**Direction:**
Return the exact lines spanning from the line with "of the park" through the last line of the entries, boundaries included, and no others.

━━━━

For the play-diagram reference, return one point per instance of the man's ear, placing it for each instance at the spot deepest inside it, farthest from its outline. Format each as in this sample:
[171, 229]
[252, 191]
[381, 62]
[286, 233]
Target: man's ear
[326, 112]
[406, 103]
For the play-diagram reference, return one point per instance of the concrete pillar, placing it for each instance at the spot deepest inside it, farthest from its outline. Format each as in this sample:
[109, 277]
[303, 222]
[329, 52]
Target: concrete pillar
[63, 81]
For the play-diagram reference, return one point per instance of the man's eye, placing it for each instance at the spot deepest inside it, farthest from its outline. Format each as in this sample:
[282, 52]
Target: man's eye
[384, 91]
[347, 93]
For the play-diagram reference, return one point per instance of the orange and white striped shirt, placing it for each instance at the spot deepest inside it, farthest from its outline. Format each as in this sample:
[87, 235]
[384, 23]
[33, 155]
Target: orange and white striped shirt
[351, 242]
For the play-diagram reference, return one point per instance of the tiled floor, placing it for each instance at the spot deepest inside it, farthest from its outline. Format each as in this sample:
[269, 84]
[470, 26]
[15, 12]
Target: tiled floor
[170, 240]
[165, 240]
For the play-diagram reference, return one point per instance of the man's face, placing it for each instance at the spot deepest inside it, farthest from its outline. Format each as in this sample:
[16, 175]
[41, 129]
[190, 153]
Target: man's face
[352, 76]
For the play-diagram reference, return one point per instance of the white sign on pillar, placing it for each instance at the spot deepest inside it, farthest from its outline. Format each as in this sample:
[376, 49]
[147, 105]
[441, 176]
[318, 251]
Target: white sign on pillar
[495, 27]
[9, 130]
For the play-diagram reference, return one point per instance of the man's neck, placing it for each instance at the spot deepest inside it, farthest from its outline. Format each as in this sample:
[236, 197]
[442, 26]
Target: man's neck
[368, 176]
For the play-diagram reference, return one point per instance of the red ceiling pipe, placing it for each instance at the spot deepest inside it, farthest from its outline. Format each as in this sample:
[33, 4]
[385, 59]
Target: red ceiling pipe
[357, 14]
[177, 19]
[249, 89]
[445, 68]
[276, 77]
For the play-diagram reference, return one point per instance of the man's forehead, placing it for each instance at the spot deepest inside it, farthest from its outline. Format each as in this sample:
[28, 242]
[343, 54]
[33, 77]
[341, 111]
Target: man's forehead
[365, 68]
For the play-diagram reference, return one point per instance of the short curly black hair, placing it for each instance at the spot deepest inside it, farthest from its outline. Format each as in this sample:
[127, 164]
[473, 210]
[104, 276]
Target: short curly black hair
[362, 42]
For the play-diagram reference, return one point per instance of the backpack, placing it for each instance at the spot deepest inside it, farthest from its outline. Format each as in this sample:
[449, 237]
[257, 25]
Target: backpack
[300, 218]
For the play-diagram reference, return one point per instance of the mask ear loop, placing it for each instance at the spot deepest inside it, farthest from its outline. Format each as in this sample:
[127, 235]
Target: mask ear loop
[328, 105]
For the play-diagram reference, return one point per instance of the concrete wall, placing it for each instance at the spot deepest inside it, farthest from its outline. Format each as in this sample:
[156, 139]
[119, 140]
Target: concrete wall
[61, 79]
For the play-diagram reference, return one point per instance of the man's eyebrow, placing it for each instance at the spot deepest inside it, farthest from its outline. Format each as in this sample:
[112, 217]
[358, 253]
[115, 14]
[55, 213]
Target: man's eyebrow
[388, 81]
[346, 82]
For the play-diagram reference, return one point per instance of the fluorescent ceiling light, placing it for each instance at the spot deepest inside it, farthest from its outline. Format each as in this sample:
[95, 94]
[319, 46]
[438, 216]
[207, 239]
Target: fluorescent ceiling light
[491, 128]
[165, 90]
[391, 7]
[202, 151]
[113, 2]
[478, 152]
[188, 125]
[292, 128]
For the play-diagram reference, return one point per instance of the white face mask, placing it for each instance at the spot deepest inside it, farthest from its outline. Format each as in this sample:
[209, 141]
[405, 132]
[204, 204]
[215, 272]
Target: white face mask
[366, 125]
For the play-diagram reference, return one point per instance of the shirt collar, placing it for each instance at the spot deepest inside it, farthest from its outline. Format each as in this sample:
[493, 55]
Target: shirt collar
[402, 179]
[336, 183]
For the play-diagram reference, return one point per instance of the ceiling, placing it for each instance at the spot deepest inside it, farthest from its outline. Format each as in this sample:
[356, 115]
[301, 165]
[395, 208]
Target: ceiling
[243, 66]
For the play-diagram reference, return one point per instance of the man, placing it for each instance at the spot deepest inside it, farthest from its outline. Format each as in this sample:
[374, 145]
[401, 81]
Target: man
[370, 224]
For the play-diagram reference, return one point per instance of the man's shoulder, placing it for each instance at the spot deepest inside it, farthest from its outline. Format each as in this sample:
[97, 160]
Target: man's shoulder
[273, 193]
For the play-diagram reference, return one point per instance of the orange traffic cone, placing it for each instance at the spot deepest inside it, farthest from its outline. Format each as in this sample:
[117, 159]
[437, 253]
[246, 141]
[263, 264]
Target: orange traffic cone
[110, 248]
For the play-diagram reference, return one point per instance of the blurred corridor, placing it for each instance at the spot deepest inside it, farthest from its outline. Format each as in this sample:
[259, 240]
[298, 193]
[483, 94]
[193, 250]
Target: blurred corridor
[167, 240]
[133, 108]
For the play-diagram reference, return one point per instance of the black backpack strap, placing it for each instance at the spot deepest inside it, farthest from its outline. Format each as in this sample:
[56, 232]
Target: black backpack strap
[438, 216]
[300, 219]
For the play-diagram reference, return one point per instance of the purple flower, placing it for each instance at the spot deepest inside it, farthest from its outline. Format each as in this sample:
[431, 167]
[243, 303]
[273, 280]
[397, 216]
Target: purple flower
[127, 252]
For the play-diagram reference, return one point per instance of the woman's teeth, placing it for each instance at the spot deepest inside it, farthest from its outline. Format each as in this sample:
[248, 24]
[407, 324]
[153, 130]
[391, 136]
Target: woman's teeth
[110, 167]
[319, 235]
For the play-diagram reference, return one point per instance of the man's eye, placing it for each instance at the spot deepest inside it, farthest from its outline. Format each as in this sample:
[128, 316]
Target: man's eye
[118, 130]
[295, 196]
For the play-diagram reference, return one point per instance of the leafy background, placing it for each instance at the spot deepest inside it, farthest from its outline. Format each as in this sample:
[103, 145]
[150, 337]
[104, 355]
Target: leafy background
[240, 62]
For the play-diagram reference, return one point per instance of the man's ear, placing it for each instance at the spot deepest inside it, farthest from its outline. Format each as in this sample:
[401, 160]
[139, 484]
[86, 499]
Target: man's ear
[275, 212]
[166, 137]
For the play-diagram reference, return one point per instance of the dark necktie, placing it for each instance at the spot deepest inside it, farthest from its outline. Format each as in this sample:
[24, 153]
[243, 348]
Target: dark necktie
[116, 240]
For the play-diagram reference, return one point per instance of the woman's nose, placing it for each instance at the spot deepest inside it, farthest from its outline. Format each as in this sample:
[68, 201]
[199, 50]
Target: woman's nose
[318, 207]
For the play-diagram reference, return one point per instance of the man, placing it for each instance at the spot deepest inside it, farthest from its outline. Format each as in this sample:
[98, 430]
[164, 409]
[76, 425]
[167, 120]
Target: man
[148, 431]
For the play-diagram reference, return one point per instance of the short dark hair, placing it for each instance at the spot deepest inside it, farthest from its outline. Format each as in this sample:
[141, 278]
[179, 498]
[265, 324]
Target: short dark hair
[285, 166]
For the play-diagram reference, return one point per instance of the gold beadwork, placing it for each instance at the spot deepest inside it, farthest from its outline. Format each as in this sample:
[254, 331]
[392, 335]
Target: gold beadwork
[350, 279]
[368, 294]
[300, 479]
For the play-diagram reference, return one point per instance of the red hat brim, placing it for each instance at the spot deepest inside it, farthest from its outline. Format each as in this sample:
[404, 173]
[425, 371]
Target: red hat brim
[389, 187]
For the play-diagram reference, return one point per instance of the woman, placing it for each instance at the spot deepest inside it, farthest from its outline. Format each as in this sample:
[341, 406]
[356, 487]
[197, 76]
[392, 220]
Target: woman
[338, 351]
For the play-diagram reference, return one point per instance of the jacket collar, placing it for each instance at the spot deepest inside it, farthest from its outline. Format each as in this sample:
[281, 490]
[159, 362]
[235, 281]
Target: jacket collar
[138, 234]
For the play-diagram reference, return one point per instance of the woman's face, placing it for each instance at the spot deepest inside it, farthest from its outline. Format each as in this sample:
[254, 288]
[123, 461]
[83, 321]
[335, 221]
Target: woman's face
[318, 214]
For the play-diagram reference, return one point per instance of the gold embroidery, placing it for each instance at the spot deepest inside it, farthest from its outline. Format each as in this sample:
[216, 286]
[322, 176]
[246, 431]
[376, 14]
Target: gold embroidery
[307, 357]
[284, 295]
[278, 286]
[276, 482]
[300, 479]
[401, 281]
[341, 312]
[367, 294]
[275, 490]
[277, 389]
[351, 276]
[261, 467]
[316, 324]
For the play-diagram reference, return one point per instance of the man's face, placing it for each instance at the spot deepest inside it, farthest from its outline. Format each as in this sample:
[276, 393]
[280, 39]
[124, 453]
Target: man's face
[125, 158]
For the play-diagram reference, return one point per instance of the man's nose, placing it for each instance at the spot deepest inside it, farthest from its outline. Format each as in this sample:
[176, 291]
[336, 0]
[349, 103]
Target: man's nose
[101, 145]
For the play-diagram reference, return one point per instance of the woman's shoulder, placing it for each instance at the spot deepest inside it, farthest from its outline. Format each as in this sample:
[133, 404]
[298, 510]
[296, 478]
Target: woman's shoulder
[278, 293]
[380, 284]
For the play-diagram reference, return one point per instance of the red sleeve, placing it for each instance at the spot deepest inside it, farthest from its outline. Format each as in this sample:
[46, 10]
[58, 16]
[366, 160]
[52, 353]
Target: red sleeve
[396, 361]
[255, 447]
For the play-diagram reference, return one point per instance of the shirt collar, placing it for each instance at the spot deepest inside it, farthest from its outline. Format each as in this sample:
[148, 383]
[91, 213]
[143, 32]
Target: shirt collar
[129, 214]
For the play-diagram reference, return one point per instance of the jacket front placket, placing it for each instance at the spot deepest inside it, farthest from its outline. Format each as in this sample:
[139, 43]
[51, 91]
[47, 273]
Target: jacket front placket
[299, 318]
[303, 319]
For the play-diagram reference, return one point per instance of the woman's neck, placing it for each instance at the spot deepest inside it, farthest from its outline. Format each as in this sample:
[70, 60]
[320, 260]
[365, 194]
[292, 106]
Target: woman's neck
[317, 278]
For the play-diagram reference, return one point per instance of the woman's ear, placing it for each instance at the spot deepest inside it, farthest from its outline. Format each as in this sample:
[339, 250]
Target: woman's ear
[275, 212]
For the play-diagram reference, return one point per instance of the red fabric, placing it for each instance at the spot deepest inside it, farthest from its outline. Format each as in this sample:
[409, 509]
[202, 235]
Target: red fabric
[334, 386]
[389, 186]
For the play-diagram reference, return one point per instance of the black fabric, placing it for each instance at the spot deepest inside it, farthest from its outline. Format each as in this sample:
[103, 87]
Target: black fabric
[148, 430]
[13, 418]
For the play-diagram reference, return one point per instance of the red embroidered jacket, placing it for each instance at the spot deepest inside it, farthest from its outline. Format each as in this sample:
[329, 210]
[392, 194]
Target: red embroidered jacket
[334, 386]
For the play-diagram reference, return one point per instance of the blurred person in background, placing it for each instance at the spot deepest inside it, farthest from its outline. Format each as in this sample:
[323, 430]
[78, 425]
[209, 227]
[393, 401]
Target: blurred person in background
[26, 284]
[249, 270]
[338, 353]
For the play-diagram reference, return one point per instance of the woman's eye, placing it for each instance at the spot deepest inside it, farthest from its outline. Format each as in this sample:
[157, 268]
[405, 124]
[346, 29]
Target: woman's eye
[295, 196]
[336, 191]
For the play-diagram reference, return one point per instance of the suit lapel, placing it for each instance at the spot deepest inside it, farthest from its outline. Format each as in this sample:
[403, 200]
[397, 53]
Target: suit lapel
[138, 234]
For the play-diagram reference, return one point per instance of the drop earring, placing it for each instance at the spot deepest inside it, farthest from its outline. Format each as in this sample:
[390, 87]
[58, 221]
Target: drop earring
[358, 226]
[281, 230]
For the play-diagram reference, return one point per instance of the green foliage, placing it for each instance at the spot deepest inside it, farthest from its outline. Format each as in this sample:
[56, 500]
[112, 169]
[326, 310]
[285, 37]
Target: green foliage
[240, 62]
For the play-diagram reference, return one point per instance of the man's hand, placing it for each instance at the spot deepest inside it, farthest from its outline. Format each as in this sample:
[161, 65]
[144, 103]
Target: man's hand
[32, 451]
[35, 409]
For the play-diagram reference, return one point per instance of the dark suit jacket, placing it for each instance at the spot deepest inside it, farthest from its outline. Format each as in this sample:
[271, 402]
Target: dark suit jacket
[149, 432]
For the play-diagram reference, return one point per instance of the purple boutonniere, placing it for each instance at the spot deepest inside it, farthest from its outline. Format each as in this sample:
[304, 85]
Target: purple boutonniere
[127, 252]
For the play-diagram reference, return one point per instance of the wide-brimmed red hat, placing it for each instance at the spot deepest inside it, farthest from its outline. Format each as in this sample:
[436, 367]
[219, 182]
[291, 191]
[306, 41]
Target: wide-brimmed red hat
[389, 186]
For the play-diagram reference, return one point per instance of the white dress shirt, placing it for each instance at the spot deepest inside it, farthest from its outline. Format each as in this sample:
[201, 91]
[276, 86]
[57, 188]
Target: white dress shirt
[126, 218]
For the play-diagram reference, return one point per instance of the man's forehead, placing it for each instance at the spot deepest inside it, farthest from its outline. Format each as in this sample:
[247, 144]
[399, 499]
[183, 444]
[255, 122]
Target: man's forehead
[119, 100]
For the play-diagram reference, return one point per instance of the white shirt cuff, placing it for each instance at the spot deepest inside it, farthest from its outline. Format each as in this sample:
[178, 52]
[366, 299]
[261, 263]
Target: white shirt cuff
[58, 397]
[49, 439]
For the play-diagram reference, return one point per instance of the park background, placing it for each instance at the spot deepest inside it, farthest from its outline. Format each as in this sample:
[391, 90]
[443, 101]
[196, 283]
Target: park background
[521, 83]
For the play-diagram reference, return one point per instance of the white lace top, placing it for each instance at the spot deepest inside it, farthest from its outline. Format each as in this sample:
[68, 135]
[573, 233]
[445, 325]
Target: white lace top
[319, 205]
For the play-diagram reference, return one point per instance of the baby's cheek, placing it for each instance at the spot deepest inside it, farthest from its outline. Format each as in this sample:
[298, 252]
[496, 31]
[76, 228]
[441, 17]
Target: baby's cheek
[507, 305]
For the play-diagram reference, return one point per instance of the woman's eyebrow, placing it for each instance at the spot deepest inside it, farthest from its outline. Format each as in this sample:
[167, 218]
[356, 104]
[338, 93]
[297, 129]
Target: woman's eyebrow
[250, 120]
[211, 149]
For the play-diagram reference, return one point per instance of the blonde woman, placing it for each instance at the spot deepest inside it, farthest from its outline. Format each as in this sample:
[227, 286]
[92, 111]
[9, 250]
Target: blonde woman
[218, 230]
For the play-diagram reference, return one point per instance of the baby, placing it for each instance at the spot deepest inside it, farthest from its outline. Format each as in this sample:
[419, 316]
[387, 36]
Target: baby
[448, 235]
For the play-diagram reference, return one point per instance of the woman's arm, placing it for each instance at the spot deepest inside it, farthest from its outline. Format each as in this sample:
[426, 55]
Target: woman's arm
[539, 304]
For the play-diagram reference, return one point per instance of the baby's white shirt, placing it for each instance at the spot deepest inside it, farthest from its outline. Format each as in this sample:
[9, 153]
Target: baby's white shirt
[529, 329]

━━━━

**Reply:**
For the play-diagram reference, return one point per instance of the park background, placing it for each instance at the spot deepest inside it, farthest from its outline. Format each as in this sample:
[391, 90]
[443, 101]
[196, 283]
Target: park background
[521, 83]
For the play-diagram reference, return one point per instance of the white lace top, placing it for each instance at the spot deepest inside it, farthest from its outline. Format each as in this sample:
[68, 135]
[573, 233]
[445, 325]
Target: white lace top
[319, 205]
For the play-diagram reference, return one point per instance of the baby's cheek, placing it for each instance at the spot deepest inside it, farthest from its outline. Format each as in this sample:
[298, 252]
[496, 31]
[76, 228]
[441, 17]
Target: baby's cheek
[507, 305]
For the play-diagram reference, return one point per instance of the woman's eyebrow, placing it for each instance at the spot deepest inside it, farthest from its outline. Format each as in this sample:
[167, 218]
[356, 104]
[338, 93]
[297, 129]
Target: woman's eyebrow
[250, 120]
[211, 149]
For the play-diagram reference, return one point per instance of the blonde woman, placing it for each instance at the spot deepest inside it, farthest from its outline. Format each as in this sample:
[227, 286]
[92, 111]
[9, 250]
Target: blonde woman
[218, 230]
For the play-diagram reference, return one point per instance of the baby, placing it for each instance at the spot deepest inside it, farthest from its outline. Format each as in this sample:
[419, 316]
[387, 36]
Target: baby
[448, 235]
For the play-diagram reference, return one point per instance of the woman's arm, placing it for each instance at the spot deepest inside it, farthest from its outline. Format each as in this sample:
[426, 55]
Target: woman's arm
[539, 304]
For the play-diagram reference, return one point per instance of the baby's white shirt, placing it for each instance at the spot deepest inside it, farthest from its outline. Format each as in this sample:
[9, 153]
Target: baby's white shirt
[529, 329]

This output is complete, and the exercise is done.